(AUFGABEN):
1 > Nenne alle Personen, die im Textauszug mit vollem Namen vorkommen.
2 > In welcher Zeit holte Carolina Krafzik laut Textauszug Gold über 400 Meter Hürden?

(TEXTAUSZUG):
| Hintergrund

Carolina Krafzik und die Liebe zu den Langhürden

Bei den Deutschen Meisterschaften in Braunschweig verteidigte Carolina Krafzik (VfL Sindelfingen) erfolgreich ihren Titel. „Der Wechsel von den 100 Meter Hürden auf die 400 Meter Hürden war die beste Entscheidung meiner Karriere“, erzählt die 25-Jährige gegenüber leichtathletik.de
Martin Neumann

Zwei Sindelfinger Leichtathletinnen strahlten bei den Deutschen Meisterschaften mit der Sonne am stahlblauen Braunschweiger Himmel um die Wette. Denn die Trainingspartnerinnen Carolina Krafzik (Gold in 55,90 sec) und Lisa Sophie Hartmann (Bronze mit Bestzeit von 57,27 sec) hatten wenige Augenblicke zuvor das „Medaillen-Double“ für den VfL Sindelfingen über 400 Meter Hürden im Eintracht-Stadion perfekt gemacht.

(DATENAUSZUG):
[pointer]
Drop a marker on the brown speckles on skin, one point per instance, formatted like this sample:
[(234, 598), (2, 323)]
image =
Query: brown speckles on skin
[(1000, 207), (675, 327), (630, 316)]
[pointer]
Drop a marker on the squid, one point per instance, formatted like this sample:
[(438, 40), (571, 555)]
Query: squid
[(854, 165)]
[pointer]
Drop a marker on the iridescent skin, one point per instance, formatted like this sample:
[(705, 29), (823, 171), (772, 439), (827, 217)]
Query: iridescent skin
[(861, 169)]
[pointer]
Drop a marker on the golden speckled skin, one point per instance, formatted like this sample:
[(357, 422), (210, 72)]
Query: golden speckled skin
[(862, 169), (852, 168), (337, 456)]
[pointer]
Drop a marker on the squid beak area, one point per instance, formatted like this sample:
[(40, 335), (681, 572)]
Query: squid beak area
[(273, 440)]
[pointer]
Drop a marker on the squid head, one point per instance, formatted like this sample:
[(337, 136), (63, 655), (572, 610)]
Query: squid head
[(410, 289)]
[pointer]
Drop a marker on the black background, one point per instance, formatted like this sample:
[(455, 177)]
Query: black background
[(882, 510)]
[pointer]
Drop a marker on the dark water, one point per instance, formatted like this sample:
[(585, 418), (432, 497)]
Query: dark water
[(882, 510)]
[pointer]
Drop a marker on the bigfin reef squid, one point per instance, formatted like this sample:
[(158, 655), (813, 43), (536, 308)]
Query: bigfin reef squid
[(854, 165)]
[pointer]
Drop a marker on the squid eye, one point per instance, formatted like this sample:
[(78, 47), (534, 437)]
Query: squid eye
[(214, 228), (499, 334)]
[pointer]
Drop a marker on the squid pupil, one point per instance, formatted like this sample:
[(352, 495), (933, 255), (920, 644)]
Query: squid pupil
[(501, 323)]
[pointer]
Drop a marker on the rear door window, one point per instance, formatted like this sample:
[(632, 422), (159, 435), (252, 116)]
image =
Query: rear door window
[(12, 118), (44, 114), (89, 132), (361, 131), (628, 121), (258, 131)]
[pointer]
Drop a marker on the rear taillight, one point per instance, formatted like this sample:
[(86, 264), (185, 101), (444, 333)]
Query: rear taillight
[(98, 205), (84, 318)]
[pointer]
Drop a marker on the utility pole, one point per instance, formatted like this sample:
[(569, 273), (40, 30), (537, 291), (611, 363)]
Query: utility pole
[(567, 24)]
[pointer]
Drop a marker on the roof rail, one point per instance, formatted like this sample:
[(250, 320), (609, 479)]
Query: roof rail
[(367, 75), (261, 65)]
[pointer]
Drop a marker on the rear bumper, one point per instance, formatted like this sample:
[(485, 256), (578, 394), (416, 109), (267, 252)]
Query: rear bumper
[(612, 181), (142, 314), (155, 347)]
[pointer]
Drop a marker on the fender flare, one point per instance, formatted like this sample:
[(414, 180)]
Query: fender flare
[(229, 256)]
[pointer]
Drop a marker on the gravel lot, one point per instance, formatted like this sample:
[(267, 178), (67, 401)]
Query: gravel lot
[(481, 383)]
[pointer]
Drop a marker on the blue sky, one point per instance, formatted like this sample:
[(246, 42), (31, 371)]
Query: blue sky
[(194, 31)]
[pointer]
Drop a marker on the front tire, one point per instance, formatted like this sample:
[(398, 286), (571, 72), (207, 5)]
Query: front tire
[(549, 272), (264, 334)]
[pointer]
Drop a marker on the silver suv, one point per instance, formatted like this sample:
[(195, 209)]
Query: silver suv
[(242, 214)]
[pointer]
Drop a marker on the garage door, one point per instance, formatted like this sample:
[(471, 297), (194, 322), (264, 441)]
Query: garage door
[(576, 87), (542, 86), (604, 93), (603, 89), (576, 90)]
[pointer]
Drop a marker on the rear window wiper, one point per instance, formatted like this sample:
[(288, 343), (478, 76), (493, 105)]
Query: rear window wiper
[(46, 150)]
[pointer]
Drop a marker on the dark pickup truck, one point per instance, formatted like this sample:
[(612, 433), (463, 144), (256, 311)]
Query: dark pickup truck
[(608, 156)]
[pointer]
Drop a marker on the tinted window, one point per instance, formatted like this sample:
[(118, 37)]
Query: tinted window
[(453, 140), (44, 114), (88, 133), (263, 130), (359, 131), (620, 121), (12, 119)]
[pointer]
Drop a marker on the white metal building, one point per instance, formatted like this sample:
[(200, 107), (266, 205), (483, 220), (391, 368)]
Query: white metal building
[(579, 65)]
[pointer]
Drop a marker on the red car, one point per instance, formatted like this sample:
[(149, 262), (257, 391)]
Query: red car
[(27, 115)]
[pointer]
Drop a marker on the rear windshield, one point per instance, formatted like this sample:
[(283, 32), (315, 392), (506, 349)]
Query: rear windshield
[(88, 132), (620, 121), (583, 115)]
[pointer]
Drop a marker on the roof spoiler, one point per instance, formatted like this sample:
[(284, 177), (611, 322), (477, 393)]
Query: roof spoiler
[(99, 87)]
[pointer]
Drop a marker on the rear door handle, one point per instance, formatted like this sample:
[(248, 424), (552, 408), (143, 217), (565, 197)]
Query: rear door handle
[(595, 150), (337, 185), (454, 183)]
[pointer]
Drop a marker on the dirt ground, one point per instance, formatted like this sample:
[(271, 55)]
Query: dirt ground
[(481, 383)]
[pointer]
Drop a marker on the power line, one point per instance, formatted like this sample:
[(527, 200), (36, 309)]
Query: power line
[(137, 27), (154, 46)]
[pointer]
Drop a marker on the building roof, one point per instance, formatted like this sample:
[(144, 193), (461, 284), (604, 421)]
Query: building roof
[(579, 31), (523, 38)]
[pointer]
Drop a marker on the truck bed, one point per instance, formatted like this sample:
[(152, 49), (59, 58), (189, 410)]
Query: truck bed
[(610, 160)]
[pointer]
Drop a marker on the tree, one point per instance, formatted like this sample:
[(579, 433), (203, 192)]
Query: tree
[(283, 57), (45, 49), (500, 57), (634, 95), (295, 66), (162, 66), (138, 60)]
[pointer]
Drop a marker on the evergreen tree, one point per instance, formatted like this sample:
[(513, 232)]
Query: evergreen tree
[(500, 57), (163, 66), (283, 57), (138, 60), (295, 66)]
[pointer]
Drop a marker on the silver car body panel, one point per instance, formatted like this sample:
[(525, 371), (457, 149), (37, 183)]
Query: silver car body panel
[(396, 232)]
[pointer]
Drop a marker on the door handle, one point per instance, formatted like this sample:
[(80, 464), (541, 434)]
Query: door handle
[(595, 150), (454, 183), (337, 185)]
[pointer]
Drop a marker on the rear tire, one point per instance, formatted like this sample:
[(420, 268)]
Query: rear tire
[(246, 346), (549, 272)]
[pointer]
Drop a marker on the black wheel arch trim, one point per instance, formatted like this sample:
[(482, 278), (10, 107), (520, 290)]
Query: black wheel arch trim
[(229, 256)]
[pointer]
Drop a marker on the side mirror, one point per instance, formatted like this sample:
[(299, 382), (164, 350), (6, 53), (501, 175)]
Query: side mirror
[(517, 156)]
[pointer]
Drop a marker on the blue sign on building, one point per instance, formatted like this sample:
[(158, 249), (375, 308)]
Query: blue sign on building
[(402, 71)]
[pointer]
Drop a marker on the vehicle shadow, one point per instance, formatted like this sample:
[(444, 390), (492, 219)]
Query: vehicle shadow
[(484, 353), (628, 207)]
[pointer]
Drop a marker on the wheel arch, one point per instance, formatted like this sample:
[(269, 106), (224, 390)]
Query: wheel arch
---
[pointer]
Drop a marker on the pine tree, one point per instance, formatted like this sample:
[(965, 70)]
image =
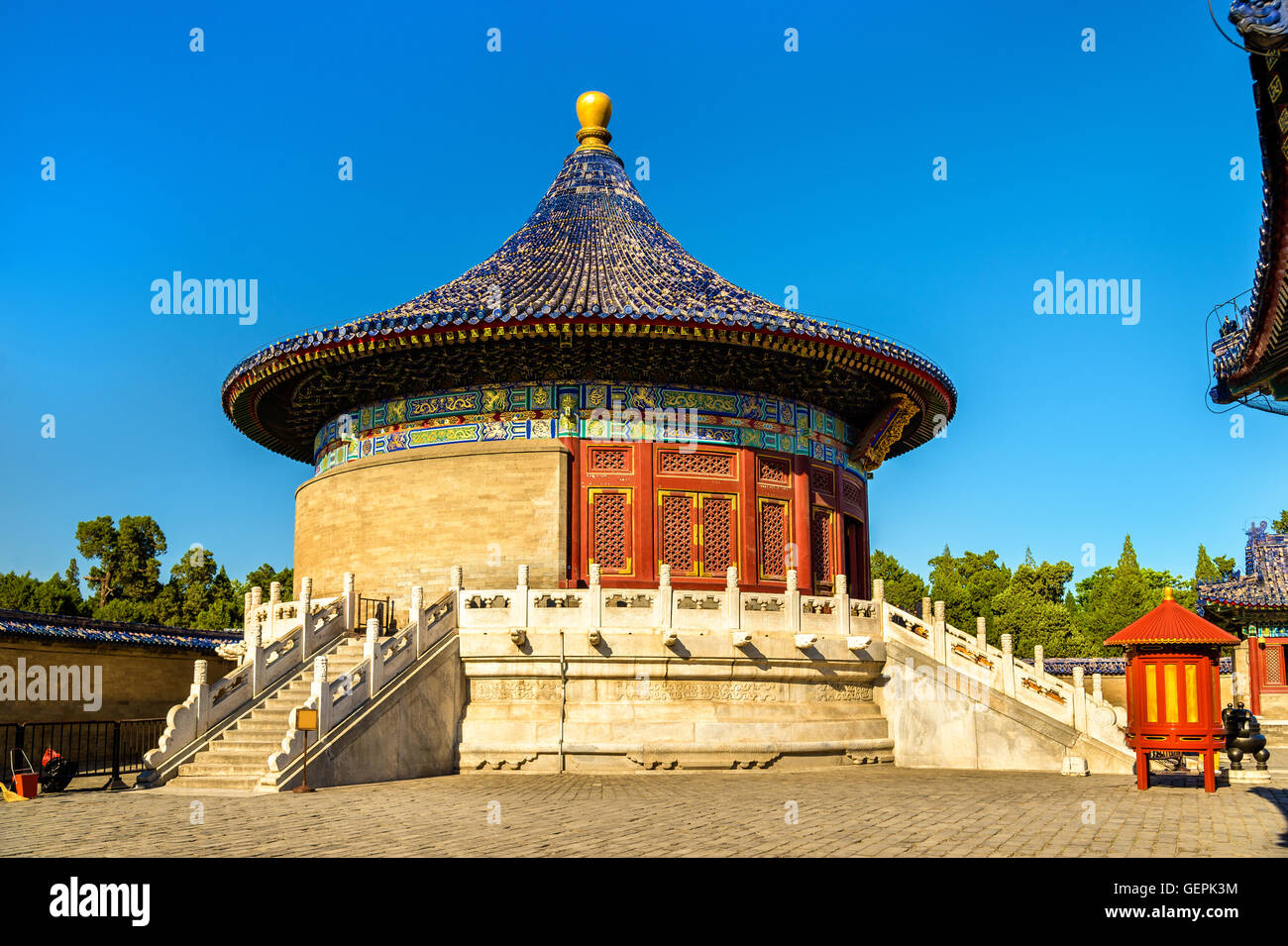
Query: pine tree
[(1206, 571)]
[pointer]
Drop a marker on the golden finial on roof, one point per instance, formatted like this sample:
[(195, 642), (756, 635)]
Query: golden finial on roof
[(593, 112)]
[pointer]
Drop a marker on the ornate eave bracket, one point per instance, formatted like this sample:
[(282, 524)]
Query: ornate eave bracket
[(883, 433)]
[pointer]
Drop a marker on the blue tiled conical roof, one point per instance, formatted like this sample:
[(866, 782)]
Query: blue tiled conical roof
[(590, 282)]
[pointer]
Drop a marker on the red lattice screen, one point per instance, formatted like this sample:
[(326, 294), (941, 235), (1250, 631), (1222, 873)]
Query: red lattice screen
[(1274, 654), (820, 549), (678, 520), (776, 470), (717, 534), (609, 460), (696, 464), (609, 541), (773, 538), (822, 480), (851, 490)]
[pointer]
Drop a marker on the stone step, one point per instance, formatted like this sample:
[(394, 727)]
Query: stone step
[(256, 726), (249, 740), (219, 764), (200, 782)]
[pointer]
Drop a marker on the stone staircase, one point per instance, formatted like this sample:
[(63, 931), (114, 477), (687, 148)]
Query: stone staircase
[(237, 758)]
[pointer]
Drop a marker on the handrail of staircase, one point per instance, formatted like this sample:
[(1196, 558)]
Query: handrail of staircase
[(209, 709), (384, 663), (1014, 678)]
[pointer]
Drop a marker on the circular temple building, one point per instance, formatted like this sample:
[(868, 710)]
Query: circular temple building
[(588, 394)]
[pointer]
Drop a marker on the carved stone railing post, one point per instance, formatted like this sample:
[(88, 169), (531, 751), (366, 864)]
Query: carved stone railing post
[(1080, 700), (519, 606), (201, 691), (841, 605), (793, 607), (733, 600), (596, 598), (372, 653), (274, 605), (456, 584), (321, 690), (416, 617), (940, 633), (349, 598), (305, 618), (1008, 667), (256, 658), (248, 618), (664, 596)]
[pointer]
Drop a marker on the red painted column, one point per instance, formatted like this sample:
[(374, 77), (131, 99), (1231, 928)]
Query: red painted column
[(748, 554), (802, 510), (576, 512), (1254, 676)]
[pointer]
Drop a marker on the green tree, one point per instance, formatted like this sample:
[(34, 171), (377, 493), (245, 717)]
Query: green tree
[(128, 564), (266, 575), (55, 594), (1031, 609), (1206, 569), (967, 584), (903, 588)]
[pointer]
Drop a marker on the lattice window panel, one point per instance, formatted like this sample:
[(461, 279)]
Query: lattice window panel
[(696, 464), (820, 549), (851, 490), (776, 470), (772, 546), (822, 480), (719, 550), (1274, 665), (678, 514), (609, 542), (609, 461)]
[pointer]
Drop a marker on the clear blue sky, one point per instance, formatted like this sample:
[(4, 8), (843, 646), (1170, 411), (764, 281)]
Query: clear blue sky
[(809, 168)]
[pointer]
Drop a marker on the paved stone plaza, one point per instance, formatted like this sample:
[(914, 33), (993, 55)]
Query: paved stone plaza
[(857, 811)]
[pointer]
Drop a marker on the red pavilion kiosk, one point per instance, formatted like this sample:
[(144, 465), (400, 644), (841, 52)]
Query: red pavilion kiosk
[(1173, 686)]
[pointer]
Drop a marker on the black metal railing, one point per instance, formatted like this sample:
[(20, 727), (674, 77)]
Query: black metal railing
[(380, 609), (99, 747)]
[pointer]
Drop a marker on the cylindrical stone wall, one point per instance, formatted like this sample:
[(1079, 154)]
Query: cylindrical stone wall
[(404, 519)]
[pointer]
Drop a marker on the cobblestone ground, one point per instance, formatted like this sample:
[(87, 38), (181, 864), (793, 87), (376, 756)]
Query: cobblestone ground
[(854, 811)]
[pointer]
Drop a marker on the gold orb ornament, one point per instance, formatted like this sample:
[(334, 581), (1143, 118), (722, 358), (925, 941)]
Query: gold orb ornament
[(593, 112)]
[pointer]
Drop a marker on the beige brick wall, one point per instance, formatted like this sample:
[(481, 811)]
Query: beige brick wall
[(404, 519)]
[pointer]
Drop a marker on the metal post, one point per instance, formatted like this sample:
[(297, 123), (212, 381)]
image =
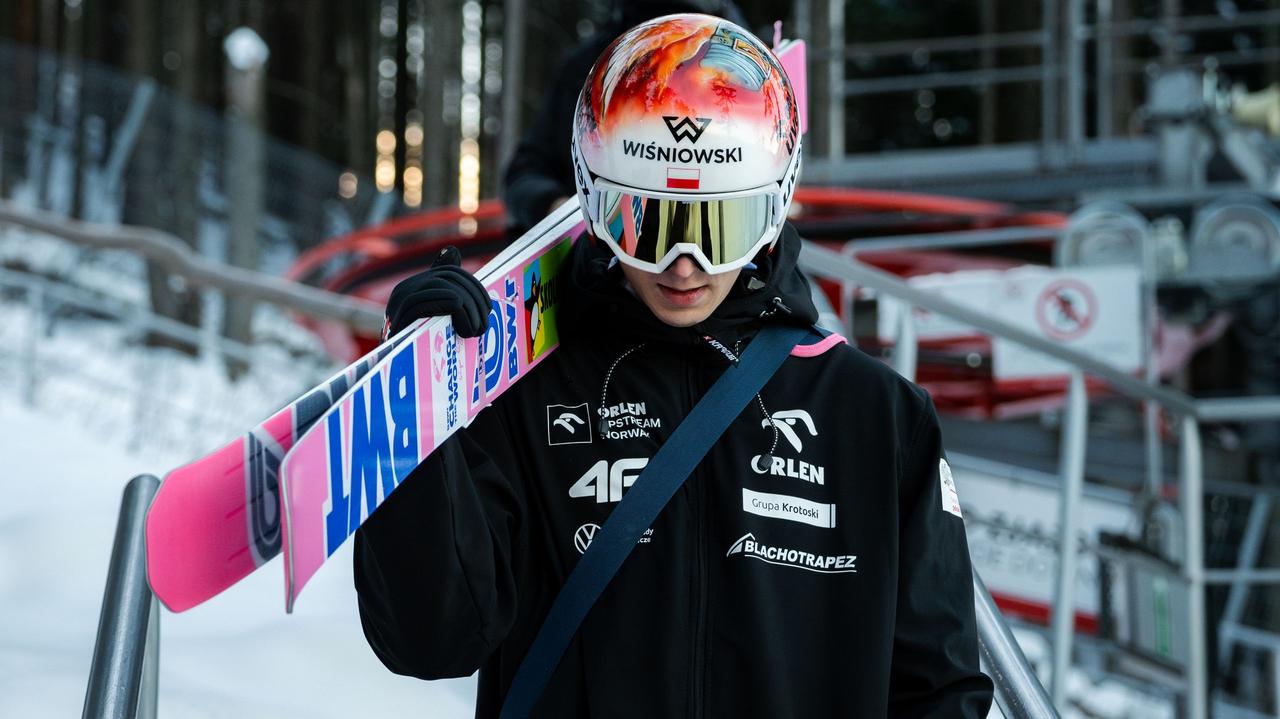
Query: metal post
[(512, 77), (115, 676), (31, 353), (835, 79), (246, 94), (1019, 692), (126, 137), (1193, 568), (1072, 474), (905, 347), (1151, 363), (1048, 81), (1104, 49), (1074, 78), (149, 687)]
* * *
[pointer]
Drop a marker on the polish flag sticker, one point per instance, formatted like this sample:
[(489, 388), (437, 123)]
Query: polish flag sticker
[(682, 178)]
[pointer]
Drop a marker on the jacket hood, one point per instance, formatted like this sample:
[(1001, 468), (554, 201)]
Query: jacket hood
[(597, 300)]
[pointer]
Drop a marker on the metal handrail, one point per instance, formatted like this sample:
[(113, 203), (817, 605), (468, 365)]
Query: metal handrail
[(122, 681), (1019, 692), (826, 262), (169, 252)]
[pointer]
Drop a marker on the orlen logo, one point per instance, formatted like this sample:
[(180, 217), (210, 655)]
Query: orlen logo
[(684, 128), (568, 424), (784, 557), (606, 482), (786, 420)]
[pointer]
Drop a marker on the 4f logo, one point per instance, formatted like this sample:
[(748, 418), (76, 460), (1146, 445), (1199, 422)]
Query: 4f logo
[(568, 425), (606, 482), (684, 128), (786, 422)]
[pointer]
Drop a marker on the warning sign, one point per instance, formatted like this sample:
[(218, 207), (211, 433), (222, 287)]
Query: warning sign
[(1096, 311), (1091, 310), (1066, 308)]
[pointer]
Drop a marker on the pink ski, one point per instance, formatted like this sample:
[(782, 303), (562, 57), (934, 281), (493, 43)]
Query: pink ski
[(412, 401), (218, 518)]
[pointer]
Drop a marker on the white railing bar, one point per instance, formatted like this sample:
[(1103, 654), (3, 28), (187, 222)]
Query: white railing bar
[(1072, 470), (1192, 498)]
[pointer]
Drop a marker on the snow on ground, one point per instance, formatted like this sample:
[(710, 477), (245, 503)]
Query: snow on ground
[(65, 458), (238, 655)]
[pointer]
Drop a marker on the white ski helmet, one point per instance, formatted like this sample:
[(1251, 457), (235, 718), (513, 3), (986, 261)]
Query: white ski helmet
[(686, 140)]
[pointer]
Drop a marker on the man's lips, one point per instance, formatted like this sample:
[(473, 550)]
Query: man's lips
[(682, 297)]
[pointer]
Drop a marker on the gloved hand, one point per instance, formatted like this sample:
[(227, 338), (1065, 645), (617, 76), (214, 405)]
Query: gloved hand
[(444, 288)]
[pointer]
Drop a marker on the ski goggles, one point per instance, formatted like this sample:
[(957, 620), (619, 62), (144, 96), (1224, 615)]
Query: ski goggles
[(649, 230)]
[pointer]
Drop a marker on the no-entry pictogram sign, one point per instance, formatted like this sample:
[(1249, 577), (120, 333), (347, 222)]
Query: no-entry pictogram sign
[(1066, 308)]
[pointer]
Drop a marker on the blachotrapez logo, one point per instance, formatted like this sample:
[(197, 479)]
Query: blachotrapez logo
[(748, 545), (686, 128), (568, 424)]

(ANTWORTEN JE AUFGABE):
1 > Carolina Krafzik, Martin Neumann, Lisa Sophie Hartmann

2 > In 55,90 Sekunden.